§ **What you should do**: Please count how many lines of the data contain the word "grass". Give only the number.

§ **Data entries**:
::::::

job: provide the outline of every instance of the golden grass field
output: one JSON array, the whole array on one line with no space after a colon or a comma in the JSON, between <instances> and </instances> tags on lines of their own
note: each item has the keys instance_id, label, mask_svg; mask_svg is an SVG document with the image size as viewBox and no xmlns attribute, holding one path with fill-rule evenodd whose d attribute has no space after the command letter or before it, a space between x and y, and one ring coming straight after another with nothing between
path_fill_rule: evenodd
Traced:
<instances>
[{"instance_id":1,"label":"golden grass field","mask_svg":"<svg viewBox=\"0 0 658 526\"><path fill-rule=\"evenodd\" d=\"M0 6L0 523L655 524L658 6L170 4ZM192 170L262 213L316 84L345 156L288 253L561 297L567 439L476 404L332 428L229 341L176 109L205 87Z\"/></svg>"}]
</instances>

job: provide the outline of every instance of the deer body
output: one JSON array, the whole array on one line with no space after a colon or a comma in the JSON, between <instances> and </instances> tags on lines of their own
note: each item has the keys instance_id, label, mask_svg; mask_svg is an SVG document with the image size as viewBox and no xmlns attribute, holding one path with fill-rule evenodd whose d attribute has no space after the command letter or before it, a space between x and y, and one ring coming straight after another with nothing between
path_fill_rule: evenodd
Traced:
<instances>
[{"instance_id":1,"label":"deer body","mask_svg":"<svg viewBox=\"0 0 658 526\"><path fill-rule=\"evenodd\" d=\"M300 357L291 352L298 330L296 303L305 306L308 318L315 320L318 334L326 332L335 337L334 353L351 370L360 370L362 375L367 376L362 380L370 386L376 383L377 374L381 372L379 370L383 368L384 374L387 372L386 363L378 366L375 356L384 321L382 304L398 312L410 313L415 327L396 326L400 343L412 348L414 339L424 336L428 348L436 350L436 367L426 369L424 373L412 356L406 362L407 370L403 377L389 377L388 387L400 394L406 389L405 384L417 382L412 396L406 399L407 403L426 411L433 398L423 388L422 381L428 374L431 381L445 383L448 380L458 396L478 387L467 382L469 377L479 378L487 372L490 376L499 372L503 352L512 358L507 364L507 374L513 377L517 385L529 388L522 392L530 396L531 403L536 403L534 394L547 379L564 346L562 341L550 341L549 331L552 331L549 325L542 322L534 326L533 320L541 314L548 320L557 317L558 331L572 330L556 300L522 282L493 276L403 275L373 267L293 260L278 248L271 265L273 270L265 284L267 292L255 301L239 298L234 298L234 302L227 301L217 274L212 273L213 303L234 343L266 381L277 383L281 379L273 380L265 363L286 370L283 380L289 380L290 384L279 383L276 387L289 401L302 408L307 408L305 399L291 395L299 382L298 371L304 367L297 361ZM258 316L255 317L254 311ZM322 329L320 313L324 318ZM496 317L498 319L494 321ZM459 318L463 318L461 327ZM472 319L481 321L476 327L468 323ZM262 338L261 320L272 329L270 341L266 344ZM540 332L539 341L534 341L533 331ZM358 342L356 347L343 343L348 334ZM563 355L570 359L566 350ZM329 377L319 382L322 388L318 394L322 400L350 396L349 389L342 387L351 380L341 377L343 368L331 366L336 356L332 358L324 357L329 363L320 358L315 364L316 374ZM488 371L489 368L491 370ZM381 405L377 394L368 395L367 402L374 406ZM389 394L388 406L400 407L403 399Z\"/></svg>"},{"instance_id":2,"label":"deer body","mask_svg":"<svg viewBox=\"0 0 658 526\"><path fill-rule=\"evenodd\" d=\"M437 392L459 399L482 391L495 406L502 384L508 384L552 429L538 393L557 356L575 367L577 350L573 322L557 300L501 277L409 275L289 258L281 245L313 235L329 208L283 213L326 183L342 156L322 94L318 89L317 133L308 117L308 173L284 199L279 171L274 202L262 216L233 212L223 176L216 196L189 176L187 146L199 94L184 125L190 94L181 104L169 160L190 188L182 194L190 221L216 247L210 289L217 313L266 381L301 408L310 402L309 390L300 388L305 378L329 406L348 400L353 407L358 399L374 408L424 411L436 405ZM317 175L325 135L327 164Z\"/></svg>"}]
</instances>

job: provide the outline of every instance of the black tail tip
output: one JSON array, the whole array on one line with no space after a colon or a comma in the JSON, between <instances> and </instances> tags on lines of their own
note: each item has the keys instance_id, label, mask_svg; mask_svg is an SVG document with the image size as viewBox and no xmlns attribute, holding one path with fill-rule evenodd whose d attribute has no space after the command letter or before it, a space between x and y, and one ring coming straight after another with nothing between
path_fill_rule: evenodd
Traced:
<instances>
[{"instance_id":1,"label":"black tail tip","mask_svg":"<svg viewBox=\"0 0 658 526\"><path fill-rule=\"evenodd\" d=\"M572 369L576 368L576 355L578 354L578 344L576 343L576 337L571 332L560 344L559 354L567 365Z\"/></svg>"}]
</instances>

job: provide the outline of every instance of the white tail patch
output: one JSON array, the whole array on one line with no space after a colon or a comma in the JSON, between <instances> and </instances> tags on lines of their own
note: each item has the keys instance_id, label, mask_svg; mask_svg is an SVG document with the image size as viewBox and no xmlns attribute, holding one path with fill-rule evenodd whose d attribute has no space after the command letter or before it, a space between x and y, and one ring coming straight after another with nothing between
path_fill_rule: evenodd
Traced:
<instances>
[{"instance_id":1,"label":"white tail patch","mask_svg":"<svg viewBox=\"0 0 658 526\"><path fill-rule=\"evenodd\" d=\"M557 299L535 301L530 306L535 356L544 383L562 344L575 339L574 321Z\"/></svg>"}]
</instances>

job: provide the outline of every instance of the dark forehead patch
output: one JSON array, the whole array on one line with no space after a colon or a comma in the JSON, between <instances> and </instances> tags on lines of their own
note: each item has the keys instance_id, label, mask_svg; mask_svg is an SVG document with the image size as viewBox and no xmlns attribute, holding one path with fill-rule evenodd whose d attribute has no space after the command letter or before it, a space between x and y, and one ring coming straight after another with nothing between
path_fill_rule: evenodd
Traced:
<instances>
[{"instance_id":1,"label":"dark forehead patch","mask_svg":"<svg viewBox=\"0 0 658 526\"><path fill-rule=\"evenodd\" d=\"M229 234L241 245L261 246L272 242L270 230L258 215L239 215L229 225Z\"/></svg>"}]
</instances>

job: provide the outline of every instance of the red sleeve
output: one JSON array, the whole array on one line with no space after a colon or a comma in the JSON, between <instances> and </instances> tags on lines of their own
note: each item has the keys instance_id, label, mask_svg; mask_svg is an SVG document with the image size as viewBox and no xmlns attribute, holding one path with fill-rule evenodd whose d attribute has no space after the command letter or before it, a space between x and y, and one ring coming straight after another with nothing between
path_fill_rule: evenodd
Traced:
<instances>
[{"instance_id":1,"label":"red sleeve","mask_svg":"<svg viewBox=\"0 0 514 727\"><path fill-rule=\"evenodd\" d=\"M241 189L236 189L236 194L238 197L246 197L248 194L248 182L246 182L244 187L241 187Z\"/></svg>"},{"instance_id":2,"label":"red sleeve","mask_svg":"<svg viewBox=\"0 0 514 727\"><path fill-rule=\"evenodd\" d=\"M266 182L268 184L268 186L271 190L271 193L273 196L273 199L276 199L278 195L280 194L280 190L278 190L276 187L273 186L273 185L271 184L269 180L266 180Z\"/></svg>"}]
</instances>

::::::

§ **Exercise answer**: 2